▸ STATED TASK: Can you copy out the records below again, replacing "annotate" with "mark" everywhere and leaving everything else unchanged?

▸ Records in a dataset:
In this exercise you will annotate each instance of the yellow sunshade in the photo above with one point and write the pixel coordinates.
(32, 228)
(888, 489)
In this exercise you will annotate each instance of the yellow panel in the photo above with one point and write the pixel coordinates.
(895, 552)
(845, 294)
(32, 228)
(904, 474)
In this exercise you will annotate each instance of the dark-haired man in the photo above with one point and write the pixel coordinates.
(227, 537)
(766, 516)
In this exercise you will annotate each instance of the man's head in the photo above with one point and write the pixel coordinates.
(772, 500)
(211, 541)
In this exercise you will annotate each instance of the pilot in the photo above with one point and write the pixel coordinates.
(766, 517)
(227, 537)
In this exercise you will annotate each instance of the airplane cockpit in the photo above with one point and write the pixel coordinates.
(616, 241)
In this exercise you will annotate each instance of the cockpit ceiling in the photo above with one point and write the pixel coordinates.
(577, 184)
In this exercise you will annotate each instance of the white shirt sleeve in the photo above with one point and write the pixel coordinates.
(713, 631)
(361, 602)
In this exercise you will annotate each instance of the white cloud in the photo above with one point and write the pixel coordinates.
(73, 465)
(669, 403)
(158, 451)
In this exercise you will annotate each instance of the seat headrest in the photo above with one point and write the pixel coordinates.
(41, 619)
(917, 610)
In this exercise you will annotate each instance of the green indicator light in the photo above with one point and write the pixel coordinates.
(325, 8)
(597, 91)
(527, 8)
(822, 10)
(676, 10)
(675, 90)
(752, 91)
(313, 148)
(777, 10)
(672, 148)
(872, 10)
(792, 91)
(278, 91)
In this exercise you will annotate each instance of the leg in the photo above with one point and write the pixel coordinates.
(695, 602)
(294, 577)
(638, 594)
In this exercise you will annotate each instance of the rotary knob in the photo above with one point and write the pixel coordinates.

▸ ANSWER TO THE EXERCISE:
In this exercise you will mark each instance of the yellow sunshade in the photo above with one point and write the pixel coordinates.
(32, 228)
(888, 489)
In this exercise you will mark each instance of the yellow panel in the photo above with one point and write the pixel coordinates.
(895, 552)
(845, 294)
(32, 228)
(904, 474)
In this exercise you will mark each instance of the dark-haired man in the photo above with one point and write the pixel coordinates.
(227, 537)
(766, 516)
In this exercise you will mark each instance of the man's head in the photo above with one point and write the pixel coordinates.
(772, 500)
(211, 541)
In this exercise you will mark each instance of the pilot in the photo above with one point and write the pixel coordinates.
(766, 517)
(227, 537)
In this exercise you will mark each instance of the airplane cockpit in the photo above with one point and write the pixel coordinates.
(616, 241)
In this exercise you will mark each instance of the cockpit ceiling in the photo above with one point and write the pixel coordinates.
(577, 184)
In this exercise you will mark each instance of the white shirt sleeve in the photo above with one point and write the pixel coordinates.
(713, 631)
(361, 602)
In this exercise you will mark each instance of the white cloud in the photo above with one point and write the pixel coordinates.
(73, 465)
(669, 403)
(158, 451)
In this exercise you will mark each instance of the seat headrest in the photo above with one point and write the pixel coordinates.
(41, 619)
(917, 610)
In this exercise you will mark each instance of the green indicator light in the photo above with one point and write the pixel coordinates.
(325, 8)
(597, 91)
(527, 8)
(822, 10)
(676, 10)
(675, 90)
(752, 91)
(313, 148)
(777, 10)
(672, 148)
(872, 10)
(792, 91)
(278, 91)
In this exercise you will mark each instance of the leg in the photo above with one point and write the pixel coordinates.
(695, 602)
(294, 577)
(638, 594)
In this exercise you will mark each instance of the rotary knob in the photo above with one point and write the pixel coordinates.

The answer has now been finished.